• _What you have to do_: According to the passage on aphid bacterial symbionts, which symbiont do most pea aphid clones feeding on clover harbor?

• _Passage shown_:
⁂

Aphids harbour several obligate and facultative bacterial symbionts that have important effects on their life. Several surveys of secondary symbionts clearly show that particular species are strongly associated with aphids feeding on certain food plants. For instance, most pea aphid clones feeding on clover Trifolium sp. harbour Regiella insecticola, while those feeding on Medicago usually have Hamiltonella defensa.
How can we explain such a difference? The most intriguing hypothesis is that these patterns reflect a role of these symbionts in the host plant use. However, they may also be present in view of factors correlated with host plant use or simple historical contingency. So the question is: Can symbiont drive the choice of the plant by aphids or they simply change in view of the plants where aphids live?
Several studies tried to distinguish between these explanations furnishing controversial scenarios. Tsuchida et al. (2004) removed R. insecticola from a clover-associated pea aphid clone using antibiotics and found that performance on Trifolium, but not Vicia, was negatively affected. In the same year, Leonardo repeated the same experimental plan but without finding any fitness effects of removing R. insecticola from two clones of aphid specialized on Trifolium. With a different approach, based on the artificial introduction of R. insecticola into five symbiont-free clones not previously associated with clover, no effect on performance of aphids on Trifolium have been observed by Ferrari et al. (2007). These results, as a whole, suggested that symbionts may be involved in the plant choice but not alone. Probably, interactions between aphids and plants involve the genotype of either the host or symbiont and both can influence host plant use.
Ferrari and Godfray here reported a further set of experiments where they evaluated the fitness consequences of introducing different strains of the symbiont Hamiltonella defensa into three aphid clones (that naturally lack symbionts) collected on Lathyrus pratensis and of removing symbionts from 20 natural aphid–bacterial associations. Ferrari and Godfray reported that: “Infection decreased fitness on Lathyrus but not on Vicia faba, a plant on which most pea aphids readily feed. This may explain the unusually low prevalence of symbionts in aphids collected on Lathyrus. There was no effect of presence of symbiont on performance of the aphids on the host plants of the clones from which the H. defensa strains were isolated. Removing the symbiont from natural aphid–bacterial associations led to an average approximate 20 per cent reduction in fecundity, both on the natural host plant and on V. faba, suggesting general rather than plant-species-specific effects of the symbiont. Throughout, we find significant genetic variation among aphid clones”.

⁂

• _Given information_:

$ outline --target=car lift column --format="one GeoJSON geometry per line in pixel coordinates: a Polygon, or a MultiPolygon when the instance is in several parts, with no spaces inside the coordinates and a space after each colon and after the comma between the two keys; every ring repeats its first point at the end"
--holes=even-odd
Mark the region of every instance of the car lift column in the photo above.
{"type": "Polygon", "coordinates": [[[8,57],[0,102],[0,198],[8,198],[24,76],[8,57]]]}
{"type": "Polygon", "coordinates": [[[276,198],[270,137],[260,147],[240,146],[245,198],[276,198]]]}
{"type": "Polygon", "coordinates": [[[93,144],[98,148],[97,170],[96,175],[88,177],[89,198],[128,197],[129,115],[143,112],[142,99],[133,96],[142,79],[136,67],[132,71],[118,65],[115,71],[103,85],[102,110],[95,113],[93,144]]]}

⁂

• _Task solution_: Regiella insecticola